*Extract to read*:
☆ ☆ ☆

# P0299 Turbo underboost 2017 hatch



## Brad17Hatch (Apr 19, 2017)

Anybody else have this code on the gen 2? Just popped up for the first time today. I read and cleared the code. Will see if it comes back tomorrow.

When searching for the code, i found that apparently this was common on gen1 cars, but don’t see much on gen2.

Car is 2017 premier hatch, 47k miles


Sent from my iPhone using Tapatalk


----------



## Blasirl (Mar 31, 2015)

How different is the engine?


----------



## GEN2bluRS (May 16, 2018)

Just this week I had a P0299 code. 
I think I had an over pressure excursion after leaving the red light with a heavy foot and heard a very lond bang from the engine area. 
After further review, I had to push the inlet air tube back on to the throttle body. Plan on going to the garage for a new gasket and spring ring clamp at teh throttle body.


----------



## Heavymetal (Aug 30, 2016)

If the codes comes back. Do a compression check. Possible cracked piston land. Also you remove oil cap when it running to see if you have back pressure in the crankcase.


----------



## Brad17Hatch (Apr 19, 2017)

My code never came back after i cleared it. I am not going to worry unless i see it again


Sent from my iPhone using Tapatalk


----------



## GEN2bluRS (May 16, 2018)

Follow-up a Garage report for Gen2BluRS. 
codes P0299; P0101 and P1101. They change the Intercooler (Air Cooler 13356681) they cited it was pulgged and the plastic tube to the throttle body was cracked so it got replaced.. 
The Chevy indicated it was the first intercooler they changed on a Gen 2. 38K for mileage. 
They reported the bang I heard was a back fire... Didn't know that could happen on a direct injection engine.


----------



## jblackburn (Apr 14, 2012)

The hose popping off isn't terribly uncommon, but this is the first I've heard of an intercooler needing to be replaced that wasn't smashed. 

Sent from my SM-G950U using Tapatalk


----------



## Brad17Hatch (Apr 19, 2017)

Update from OP here...check engine light came back on a couple weeks ago. Didn’t take the time to read the code but I am pretty sure it is still turbo underboost. Was waiting until after the holidays to take it to the dealer. The check eng. light clears itself after 3-4 startups, so it seems intermittent.

This morning on the way to work i was going up a mountain on the interstate, and i felt the power loss at the same instant i could see the check engine light come on in my peripheral vision. Engine just completely fell on its face and was low on power the rest of my drive to work. Hopefully this can be covered under 60k powertrain warranty.


Sent from my iPhone using Tapatalk


----------



## mike1133 (Jan 17, 2014)

I’ve been fighting the same code for the past 3 weeks. Comes on and the car is sluggish then the light shuts off 2 days later and car accelerates fine again. Called the dealership and they won’t help me unless the light is currently on. But their scheduled appointments are always booked out 3-4 days so by the time my appointment happens, the light shuts off the day before. So frustrated. Car has 78000 miles and is drive 110 miles a day. Any options?!?!?


----------



## ptaylor09 (Oct 26, 2019)

mike1133 said:


> I’ve been fighting the same code for the past 3 weeks. Comes on and the car is sluggish then the light shuts off 2 days later and car accelerates fine again. Called the dealership and they won’t help me unless the light is currently on. But their scheduled appointments are always booked out 3-4 days so by the time my appointment happens, the light shuts off the day before. So frustrated. Car has 78000 miles and is drive 110 miles a day. Any options?!?!?

☆ ☆ ☆

*Provided records*:
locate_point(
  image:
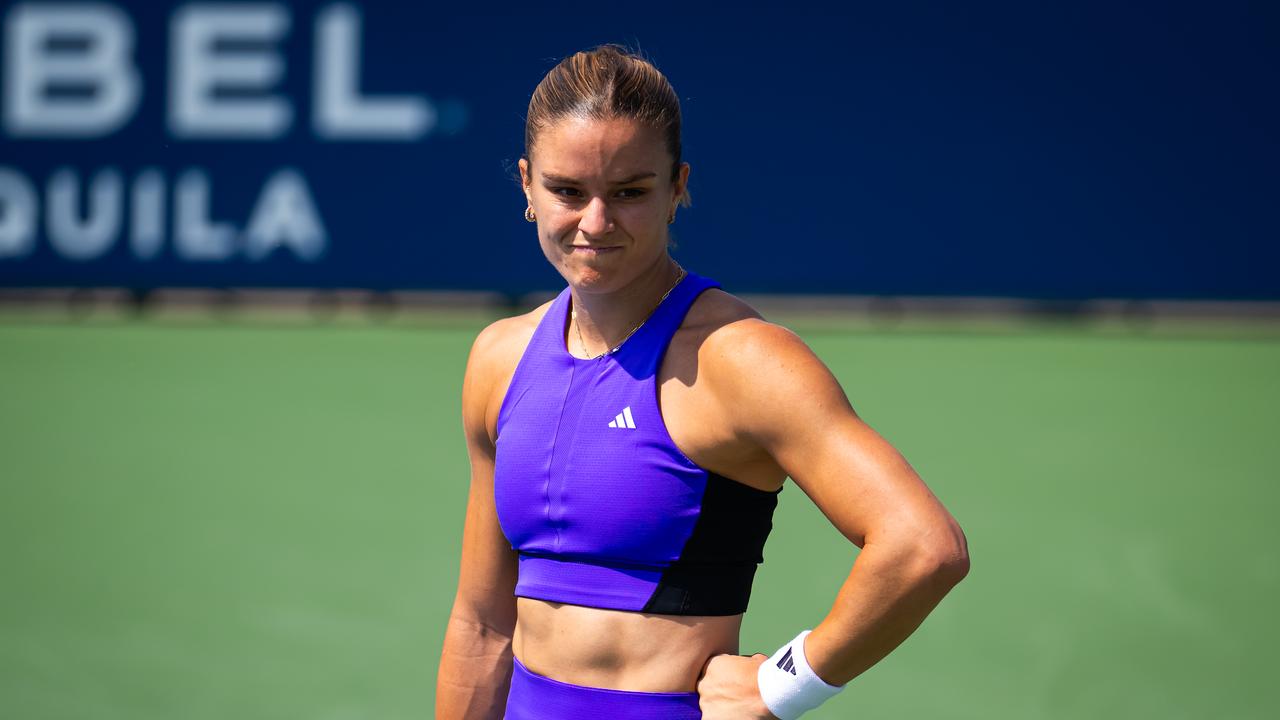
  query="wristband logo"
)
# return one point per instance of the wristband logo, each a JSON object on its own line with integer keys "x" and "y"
{"x": 786, "y": 664}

☆ ☆ ☆

*Requirement*: Do these statements agree with the turbo underboost thread above? For each, answer yes or no and quote the words that decide it. (a) The garage replaced the intercooler on GEN2bluRS's car. (b) Brad17Hatch's check engine light stays on until the code is cleared. (c) mike1133's dealership will look at the car whenever he brings it in.

*Your solution*:
(a) Yes: "They change the Intercooler (Air Cooler 13356681)"
(b) No: "The check eng. light clears itself after 3-4 startups"
(c) No: "Called the dealership and they won’t help me unless the light is currently on."